Task details -
Skip the pictures and quote all of the lines exactly.

Raw data -
◇ ◇ ◇ ◇ ◇ ◇ ◇

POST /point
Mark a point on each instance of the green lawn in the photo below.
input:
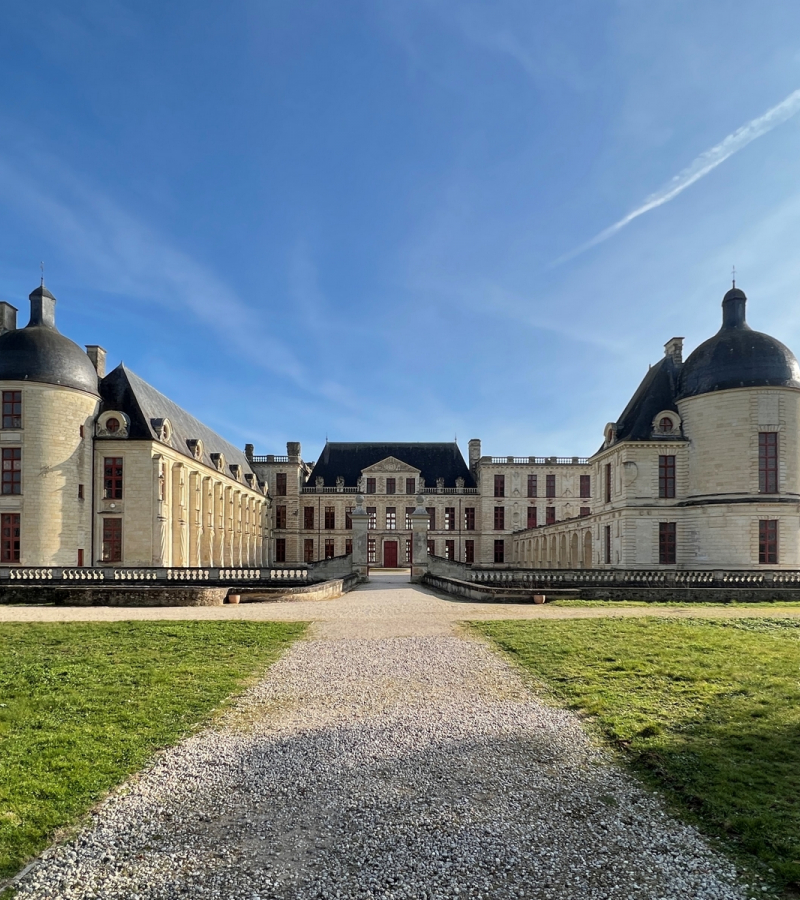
(84, 705)
(708, 710)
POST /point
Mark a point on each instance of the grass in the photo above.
(707, 710)
(84, 705)
(776, 605)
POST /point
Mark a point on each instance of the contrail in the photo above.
(699, 167)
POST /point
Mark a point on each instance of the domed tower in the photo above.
(739, 399)
(49, 402)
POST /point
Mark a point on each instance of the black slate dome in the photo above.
(39, 352)
(737, 356)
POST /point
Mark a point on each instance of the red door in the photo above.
(390, 554)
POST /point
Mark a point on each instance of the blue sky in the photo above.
(360, 219)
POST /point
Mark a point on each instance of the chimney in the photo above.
(674, 348)
(43, 308)
(8, 317)
(98, 357)
(474, 453)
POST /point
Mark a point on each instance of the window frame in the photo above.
(112, 543)
(113, 477)
(667, 543)
(12, 418)
(666, 476)
(768, 462)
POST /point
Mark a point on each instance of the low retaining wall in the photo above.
(115, 595)
(484, 593)
(498, 593)
(327, 590)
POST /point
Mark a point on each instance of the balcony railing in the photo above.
(539, 460)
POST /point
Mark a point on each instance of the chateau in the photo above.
(701, 471)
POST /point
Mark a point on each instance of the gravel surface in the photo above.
(413, 766)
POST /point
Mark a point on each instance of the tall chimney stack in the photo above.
(43, 308)
(8, 317)
(474, 454)
(98, 357)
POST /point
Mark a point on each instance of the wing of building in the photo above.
(105, 470)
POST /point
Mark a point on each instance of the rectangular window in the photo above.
(768, 541)
(666, 476)
(768, 462)
(499, 485)
(112, 477)
(308, 518)
(12, 409)
(9, 550)
(12, 470)
(112, 540)
(666, 543)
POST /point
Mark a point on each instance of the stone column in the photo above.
(360, 521)
(161, 524)
(419, 548)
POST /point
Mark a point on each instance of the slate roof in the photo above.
(736, 356)
(657, 391)
(434, 460)
(39, 352)
(123, 390)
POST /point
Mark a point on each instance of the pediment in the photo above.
(390, 464)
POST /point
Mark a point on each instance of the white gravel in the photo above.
(391, 767)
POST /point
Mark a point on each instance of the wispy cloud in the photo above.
(129, 257)
(698, 168)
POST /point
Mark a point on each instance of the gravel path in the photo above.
(385, 757)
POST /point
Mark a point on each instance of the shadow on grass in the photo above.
(709, 711)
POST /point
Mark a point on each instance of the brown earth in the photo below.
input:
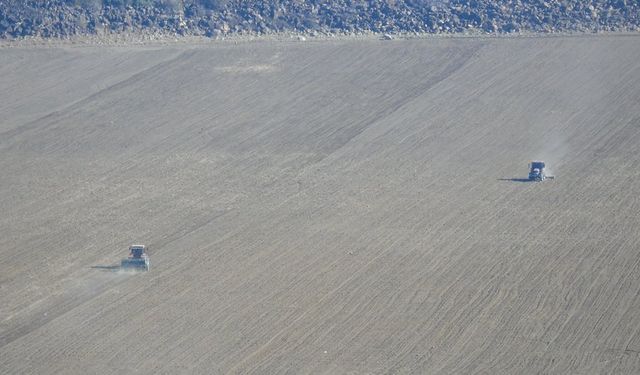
(322, 207)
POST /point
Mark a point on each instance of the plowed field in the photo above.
(348, 206)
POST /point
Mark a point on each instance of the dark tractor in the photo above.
(138, 259)
(537, 172)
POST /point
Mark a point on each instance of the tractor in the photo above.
(138, 259)
(537, 172)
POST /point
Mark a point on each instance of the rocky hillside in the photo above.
(63, 18)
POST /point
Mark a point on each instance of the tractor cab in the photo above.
(138, 259)
(536, 171)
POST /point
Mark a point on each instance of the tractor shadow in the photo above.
(516, 179)
(107, 268)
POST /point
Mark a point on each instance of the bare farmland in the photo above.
(322, 207)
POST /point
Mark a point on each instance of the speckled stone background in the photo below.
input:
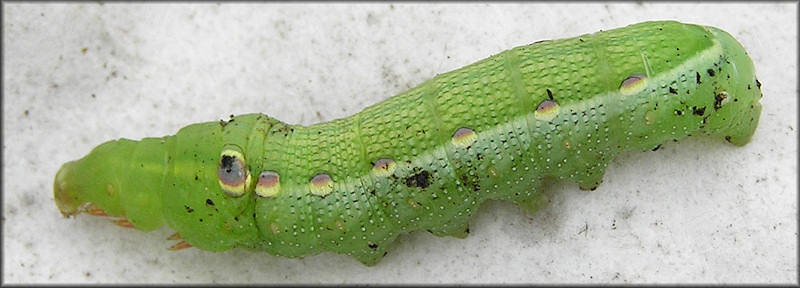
(77, 75)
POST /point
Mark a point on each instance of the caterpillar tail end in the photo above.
(67, 202)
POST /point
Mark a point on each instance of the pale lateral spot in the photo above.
(464, 137)
(268, 184)
(321, 185)
(384, 167)
(275, 228)
(547, 110)
(633, 84)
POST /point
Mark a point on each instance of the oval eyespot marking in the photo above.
(268, 184)
(547, 110)
(384, 167)
(633, 84)
(464, 137)
(321, 185)
(232, 172)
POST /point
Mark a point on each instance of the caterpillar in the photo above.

◇ ◇ ◇ ◇ ◇ ◇ ◇

Correct result -
POST /point
Mark a point on each instance of the green lawn in the photo below.
input:
(84, 705)
(708, 710)
POST /point
Mark a point on each instance of the grass in the photo above.
(707, 710)
(84, 705)
(776, 605)
POST /point
Mark a point on each instance of the contrail in the photo above.
(699, 167)
POST /point
Mark a point on each instance of the domed tower in the photo above.
(739, 399)
(49, 402)
POST /point
Mark a point on each instance of the black slate dome in the photo above.
(39, 352)
(737, 356)
POST /point
Mark a point on each instance of the red door in the photo above.
(390, 554)
POST /point
Mark a point on each instance of the blue sky in the photo above.
(360, 219)
POST /point
Mark a point on each instance of the chimney in the photo above.
(674, 348)
(43, 308)
(8, 317)
(98, 357)
(474, 453)
POST /point
Mark a point on each instance of the window frame in the photo above.
(112, 543)
(113, 477)
(667, 543)
(12, 418)
(666, 476)
(768, 462)
POST /point
Mark a point on each instance of the low retaining wall in the photo above.
(115, 595)
(484, 593)
(498, 593)
(327, 590)
POST /point
Mark a point on each instance of the balcony railing in the photo above.
(539, 460)
POST /point
Mark a point on each instance of the chateau in the photo above.
(701, 471)
POST /point
Mark a point on each instance of the gravel surface in the photo above.
(413, 766)
POST /point
Mark a point on each instance of the tall chimney stack in the photo above.
(43, 308)
(8, 317)
(474, 454)
(98, 357)
POST /point
Mark a point on each instance of the wing of building in the photo above.
(105, 470)
POST /point
Mark a point on each instance of the rectangular window in the photo above.
(768, 541)
(666, 476)
(768, 462)
(499, 485)
(112, 477)
(308, 518)
(12, 409)
(9, 550)
(12, 470)
(112, 540)
(666, 543)
POST /point
Mark a point on each instance of the stone column in the photo above.
(360, 521)
(161, 524)
(419, 548)
POST /point
Mark a point on each instance of the slate roof in the photo above.
(736, 356)
(657, 391)
(434, 460)
(39, 352)
(123, 390)
POST /point
Mark a point on each instance of the pediment in the photo above.
(390, 464)
POST /point
Mark a point on each instance of the white gravel in the photo above.
(391, 767)
POST /point
Mark a point on each instance of the wispy cloud in the photo above.
(129, 257)
(698, 168)
POST /point
Mark a point on each instance of the gravel path in the photo above.
(385, 757)
POST /point
Mark a point on each instance of the shadow on grass in the photo above.
(709, 711)
POST /point
Mark a point on each instance of the brown earth in the photo below.
input:
(322, 207)
POST /point
Mark a point on each instance of the plowed field in the photo above.
(348, 206)
POST /point
Mark a point on each instance of the dark tractor in the photo above.
(138, 259)
(537, 172)
POST /point
Mark a point on each instance of the tractor in the photo above.
(138, 259)
(537, 172)
POST /point
Mark a point on each instance of the rocky hillside in the photo above.
(63, 18)
POST /point
Mark a point on each instance of the tractor cab in the photo above.
(138, 259)
(536, 171)
POST /point
Mark a point on each instance of the tractor shadow in the photo above.
(516, 179)
(107, 268)
POST /point
Mark a point on each instance of the bare farmland in the photo above.
(322, 207)
POST /point
Mark a point on each instance of the speckled stone background in the photo below.
input:
(77, 75)
POST /point
Mark a point on each instance of the caterpillar tail end in the photo above.
(67, 202)
POST /point
Mark a point on each instance of the pale lateral spot in the photo above.
(464, 137)
(268, 184)
(321, 185)
(384, 167)
(275, 228)
(547, 110)
(633, 84)
POST /point
Mark a point on each instance of the oval eyespot marking in the photo above.
(268, 184)
(547, 110)
(384, 167)
(633, 84)
(464, 137)
(321, 185)
(232, 172)
POST /point
Mark a point on each instance of the caterpillar in the photo above.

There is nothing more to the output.